_Raw records_:
—————

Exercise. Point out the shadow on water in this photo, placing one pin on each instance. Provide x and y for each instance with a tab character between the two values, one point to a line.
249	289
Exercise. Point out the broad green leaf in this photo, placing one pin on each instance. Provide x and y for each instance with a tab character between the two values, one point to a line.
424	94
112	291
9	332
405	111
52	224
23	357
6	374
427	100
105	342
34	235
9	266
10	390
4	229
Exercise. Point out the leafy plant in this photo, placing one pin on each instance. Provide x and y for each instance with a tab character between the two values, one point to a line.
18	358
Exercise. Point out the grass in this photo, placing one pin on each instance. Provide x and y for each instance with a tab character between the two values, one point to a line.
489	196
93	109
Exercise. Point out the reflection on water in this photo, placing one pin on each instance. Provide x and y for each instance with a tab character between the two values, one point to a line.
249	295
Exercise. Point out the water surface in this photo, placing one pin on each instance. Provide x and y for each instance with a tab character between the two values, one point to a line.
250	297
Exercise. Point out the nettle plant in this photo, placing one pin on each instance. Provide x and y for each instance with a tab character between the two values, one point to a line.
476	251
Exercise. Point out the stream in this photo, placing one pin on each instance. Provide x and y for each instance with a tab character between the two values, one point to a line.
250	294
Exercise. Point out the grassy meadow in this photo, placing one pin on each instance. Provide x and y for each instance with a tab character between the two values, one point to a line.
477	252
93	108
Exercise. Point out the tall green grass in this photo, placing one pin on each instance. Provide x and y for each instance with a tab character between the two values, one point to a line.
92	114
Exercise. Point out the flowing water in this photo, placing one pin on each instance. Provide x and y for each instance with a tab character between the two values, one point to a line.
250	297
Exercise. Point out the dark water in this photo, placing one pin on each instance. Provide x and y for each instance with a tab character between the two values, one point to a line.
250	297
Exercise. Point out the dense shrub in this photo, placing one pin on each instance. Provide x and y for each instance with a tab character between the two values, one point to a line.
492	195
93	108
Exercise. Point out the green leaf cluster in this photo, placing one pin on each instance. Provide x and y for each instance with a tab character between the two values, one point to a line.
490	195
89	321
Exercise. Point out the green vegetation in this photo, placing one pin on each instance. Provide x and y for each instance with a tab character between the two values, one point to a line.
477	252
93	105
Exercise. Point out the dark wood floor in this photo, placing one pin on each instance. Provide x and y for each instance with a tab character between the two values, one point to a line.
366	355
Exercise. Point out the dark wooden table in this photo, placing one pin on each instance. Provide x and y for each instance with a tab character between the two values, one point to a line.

—————

_Directive_: Copy out all of the material above with each "Point out" swapped for "Locate", leaving everything else as it is.

_Completed exercise_:
Exercise. Locate the shadow on water in this photo, placing one pin on each instance. Provide x and y for each instance with a tab character between the two values, one point to a line.
249	289
Exercise. Locate the broad green leaf in this photo, placing one pin on each instance. Provide x and y for each instance with a tab character between the two values, one point to a line.
424	94
112	291
9	332
405	111
52	224
23	357
6	374
427	100
105	342
34	235
9	266
10	390
4	229
Exercise. Locate the leafy plant in this photo, placing one pin on each instance. Provide x and y for each instance with a tab character between the two values, one point to a line.
18	358
Exercise. Locate the grass in this photo, placing one pin on each instance. Provide x and y for each instance with a tab character between the two values, one point to a line.
489	196
93	109
Exercise. Locate the reflection on water in this photo, placing one pin on each instance. Provide x and y for each instance with a tab character between the two values, one point to a line.
249	295
Exercise. Locate the water surface in this photo, placing one pin on each instance. Provide x and y for each instance with a tab character between the two values, one point to a line.
250	297
Exercise. Locate the nettle plant in this photo, placing one pin on each instance. Provide x and y for each instance with a tab character between the two values, one point to a line.
476	251
Exercise. Locate the stream in this photo, placing one pin on each instance. Provide x and y for each instance with a tab character between the two values, one point to a line.
250	294
Exercise. Locate the grassy meadow in this photo, placing one pin on each instance. Provide x and y for each instance with a tab character between the two values, one point to a line.
477	252
93	108
Exercise. Locate the tall green grass in this photo, placing one pin on each instance. Provide x and y for each instance with a tab character between the two values, one point to a line.
92	114
Exercise. Locate the flowing water in this photo, placing one pin on each instance. Provide x and y for each instance with a tab character between the two values, one point to a line.
250	297
Exercise. Locate the dark water in this photo, placing one pin on each instance. Provide x and y for each instance with a tab character between the two values, one point to a line.
250	297
Exercise. Locate the dense shrub in this photo, placing one pin on each instance. Provide x and y for each instance with a tab character between the two values, one point to a line.
492	195
93	108
Exercise. Locate the green leaf cluster in this photo, placing one pin on each instance. Provide x and y for each instance with a tab character between the two values, one point to a line.
490	195
89	321
Exercise. Locate the green vegetation in this photo, placing one pin on each instance. Provide x and y for each instance with a tab character between the two values, one point to a line.
477	252
93	105
Exercise. Locate the dark wood floor in this photo, placing one pin on each instance. Provide x and y for each instance with a tab character between the two values, one point to a line.
366	355
Exercise. Locate the dark wooden table in this photo, placing one pin on each instance. Provide x and y for each instance with a tab character between the two values, one point to a line.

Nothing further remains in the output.